- _TASK TO COMPLETE_
Those lines of the data that hold the word "below" are to be copied out.

- _DATA IN THIS EXERCISE_

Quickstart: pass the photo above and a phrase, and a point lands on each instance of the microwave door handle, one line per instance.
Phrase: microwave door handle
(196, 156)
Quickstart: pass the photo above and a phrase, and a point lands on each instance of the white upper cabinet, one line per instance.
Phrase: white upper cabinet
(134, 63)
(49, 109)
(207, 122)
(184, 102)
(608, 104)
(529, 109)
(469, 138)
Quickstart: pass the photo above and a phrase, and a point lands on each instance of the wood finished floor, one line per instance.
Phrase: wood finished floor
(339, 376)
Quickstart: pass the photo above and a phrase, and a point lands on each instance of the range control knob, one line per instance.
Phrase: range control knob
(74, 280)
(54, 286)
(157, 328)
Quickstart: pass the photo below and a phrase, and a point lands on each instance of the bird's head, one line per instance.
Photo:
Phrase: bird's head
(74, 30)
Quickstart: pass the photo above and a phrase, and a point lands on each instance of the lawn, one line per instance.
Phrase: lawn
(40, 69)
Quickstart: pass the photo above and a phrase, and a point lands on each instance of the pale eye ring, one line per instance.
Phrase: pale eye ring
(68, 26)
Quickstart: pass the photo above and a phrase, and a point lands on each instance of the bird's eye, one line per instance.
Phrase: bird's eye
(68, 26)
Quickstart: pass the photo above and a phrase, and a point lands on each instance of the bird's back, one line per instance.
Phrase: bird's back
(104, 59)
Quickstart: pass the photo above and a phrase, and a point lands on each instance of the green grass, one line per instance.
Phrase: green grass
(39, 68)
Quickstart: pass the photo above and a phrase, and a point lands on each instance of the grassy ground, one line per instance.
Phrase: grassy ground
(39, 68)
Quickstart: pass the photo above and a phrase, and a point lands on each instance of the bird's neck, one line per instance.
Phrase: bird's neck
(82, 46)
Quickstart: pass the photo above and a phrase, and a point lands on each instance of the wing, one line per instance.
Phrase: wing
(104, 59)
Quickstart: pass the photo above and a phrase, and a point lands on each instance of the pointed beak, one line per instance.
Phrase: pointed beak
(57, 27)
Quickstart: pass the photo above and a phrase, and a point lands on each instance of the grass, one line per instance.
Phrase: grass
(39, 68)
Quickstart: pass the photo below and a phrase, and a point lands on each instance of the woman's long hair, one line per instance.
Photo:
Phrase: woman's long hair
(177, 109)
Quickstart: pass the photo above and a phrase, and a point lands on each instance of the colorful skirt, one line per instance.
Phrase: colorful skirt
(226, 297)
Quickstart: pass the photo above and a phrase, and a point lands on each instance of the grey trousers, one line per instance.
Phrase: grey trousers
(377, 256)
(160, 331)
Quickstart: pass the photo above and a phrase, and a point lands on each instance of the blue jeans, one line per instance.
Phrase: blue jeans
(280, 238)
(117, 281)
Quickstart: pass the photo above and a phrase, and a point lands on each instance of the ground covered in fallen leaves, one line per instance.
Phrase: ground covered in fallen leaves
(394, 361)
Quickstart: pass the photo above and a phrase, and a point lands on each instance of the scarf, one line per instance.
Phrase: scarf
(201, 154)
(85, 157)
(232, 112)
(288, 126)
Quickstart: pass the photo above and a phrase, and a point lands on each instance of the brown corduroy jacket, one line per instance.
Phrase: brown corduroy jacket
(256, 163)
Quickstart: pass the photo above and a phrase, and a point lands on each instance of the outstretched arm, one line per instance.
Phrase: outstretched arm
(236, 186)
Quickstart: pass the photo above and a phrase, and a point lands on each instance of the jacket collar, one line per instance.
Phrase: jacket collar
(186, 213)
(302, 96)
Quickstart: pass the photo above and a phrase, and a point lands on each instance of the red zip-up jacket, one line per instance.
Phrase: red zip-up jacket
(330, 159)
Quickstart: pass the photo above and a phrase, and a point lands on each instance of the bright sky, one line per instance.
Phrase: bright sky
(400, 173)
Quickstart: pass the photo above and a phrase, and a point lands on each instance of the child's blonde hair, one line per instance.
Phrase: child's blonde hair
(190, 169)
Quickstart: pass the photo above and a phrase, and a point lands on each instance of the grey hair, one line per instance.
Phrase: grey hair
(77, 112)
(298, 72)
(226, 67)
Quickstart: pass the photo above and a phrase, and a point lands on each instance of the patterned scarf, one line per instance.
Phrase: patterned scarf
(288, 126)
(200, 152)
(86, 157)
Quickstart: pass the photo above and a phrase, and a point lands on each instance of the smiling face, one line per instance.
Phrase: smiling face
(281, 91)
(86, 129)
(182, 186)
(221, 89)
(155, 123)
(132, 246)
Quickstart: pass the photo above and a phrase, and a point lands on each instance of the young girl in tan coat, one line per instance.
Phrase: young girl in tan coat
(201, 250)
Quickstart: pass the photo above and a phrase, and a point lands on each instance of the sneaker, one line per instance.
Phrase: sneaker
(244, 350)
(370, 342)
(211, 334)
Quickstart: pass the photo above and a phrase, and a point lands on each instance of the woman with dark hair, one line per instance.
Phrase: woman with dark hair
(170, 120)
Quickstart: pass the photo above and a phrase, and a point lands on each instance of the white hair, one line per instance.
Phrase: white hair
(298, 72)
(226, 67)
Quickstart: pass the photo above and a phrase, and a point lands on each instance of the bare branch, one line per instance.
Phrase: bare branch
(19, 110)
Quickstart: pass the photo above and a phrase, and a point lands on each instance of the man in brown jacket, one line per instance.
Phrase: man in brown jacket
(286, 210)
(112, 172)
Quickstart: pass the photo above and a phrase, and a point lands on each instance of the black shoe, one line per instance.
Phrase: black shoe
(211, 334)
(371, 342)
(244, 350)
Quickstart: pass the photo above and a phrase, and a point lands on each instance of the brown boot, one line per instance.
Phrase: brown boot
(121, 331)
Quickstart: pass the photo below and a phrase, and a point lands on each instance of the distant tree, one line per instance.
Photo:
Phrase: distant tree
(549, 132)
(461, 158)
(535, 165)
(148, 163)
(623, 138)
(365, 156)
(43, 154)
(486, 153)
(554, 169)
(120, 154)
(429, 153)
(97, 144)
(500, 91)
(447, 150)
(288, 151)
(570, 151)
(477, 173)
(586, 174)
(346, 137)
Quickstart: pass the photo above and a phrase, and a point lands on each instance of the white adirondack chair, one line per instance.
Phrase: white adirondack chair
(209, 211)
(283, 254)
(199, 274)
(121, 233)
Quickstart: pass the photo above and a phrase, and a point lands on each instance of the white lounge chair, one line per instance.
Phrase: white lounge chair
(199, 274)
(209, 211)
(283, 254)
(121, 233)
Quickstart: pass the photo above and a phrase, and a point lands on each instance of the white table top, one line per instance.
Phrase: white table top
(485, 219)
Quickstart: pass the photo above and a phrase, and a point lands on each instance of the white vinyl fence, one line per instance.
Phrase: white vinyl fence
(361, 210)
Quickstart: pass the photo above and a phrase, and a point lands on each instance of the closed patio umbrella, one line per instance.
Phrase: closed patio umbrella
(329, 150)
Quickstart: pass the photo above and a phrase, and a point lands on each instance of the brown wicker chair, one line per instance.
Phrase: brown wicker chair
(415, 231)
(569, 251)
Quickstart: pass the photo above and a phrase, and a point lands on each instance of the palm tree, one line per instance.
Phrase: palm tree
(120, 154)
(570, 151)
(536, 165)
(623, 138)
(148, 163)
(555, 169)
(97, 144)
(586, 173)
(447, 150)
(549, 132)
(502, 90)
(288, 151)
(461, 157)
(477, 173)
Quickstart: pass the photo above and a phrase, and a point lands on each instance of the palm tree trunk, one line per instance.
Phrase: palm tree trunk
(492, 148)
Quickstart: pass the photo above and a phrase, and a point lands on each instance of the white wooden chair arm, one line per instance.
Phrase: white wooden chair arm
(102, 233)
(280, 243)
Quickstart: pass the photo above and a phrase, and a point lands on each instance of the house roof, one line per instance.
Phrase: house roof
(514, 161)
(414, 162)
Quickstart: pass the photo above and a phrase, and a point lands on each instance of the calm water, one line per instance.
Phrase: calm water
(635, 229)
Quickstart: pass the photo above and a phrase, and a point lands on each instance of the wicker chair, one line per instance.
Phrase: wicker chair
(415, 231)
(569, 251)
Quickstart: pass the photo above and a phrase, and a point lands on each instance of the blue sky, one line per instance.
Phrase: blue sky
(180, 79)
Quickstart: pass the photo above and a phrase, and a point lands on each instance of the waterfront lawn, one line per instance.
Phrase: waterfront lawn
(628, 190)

- _RESULT_
Quickstart: pass the photo below and a phrase, and a point lands on each instance of the bird's head, one line per instance.
Quickstart: pass the photo below and a phrase, and a point lands on each instance of the woman's long hair, one line per instance.
Quickstart: pass the photo below and a phrase, and a point lands on each instance of the distant tree, one line per instance.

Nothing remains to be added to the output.